TASK TO COMPLETE:
Can you write out all of the material below word for word, leaving the pictures out of your answer?

Dataset extracts with box labels
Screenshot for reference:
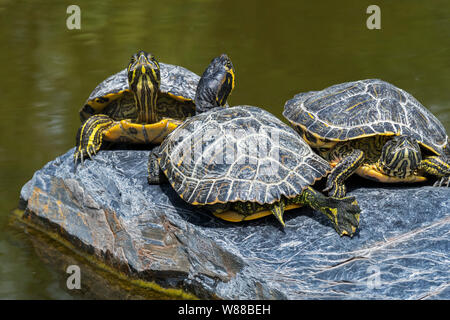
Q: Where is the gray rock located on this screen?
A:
[21,149,450,299]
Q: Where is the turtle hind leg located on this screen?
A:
[74,114,114,162]
[270,200,286,228]
[294,187,361,237]
[147,146,167,184]
[323,149,364,198]
[419,156,450,187]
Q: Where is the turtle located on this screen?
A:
[148,105,361,236]
[283,79,450,198]
[74,51,234,162]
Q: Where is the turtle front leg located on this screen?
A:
[75,114,182,162]
[291,187,361,237]
[323,149,364,198]
[419,156,450,187]
[74,114,114,163]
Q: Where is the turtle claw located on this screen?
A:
[326,197,361,237]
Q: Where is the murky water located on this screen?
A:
[0,0,450,299]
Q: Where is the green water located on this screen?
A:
[0,0,450,299]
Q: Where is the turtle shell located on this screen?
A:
[80,63,200,121]
[283,79,448,154]
[159,106,331,205]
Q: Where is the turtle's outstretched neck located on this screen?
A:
[195,54,235,114]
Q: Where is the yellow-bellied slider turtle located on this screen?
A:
[148,106,360,236]
[74,51,234,161]
[283,79,450,197]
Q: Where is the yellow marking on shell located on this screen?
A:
[211,203,301,222]
[345,99,372,111]
[228,69,236,94]
[356,164,427,183]
[164,92,193,102]
[293,120,398,144]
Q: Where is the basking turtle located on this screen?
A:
[148,106,360,236]
[74,51,234,161]
[283,79,450,197]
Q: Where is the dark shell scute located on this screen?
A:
[160,106,330,204]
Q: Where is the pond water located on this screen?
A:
[0,0,450,299]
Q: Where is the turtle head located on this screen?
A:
[195,54,235,113]
[127,51,161,123]
[378,136,422,178]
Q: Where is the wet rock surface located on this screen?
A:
[21,149,450,299]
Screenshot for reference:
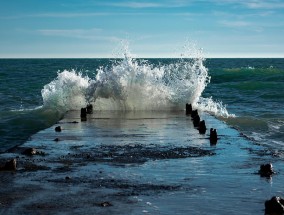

EXERCISE SOLUTION:
Screenshot for reference:
Q: Where is the gray rock located on this screen?
A:
[21,149,450,299]
Q: Where is the turtle hind leg located on this screen?
A:
[74,114,114,162]
[270,200,286,228]
[294,187,361,237]
[147,146,167,184]
[323,149,364,198]
[419,156,450,187]
Q: Where is the turtle located on this screen?
A:
[148,105,361,236]
[283,79,450,198]
[74,51,234,162]
Q: Where is the turtle front leg located on this screen?
A:
[75,114,182,162]
[291,187,361,237]
[323,149,364,198]
[419,156,450,187]
[74,114,114,163]
Q: Where is the turtle claw located on this screen?
A:
[326,197,361,237]
Q: Where is the murky water located on this screen?
A:
[0,0,450,299]
Q: Where is the green water located on this screen?
A:
[0,0,450,299]
Q: Where is the turtle shell located on this screen?
A:
[80,63,200,121]
[283,79,448,154]
[159,106,331,205]
Q: Where is the turtle's outstretched neck located on this screen?
A:
[195,54,235,114]
Q: Where is the yellow-bellied slider turtle located on this screen?
A:
[148,106,360,236]
[74,51,234,161]
[283,79,450,197]
Q: Where is the yellow marking on shell located on this screen?
A:
[211,203,301,222]
[345,99,372,111]
[228,69,236,94]
[356,164,427,183]
[164,92,193,102]
[293,120,398,144]
Q: Where is the basking turtle located on this screen?
A:
[148,106,360,236]
[74,51,234,161]
[283,79,450,197]
Q: Where is the dark shell scute located on this screen?
A:
[160,106,330,204]
Q: Where is the pond water located on this screen?
A:
[0,0,450,299]
Q: Where is the turtle head located on this screen?
A:
[195,54,235,113]
[127,51,161,123]
[378,136,422,178]
Q: Where is the wet rock surface located on this screen?
A:
[21,149,450,299]
Screenshot for reference:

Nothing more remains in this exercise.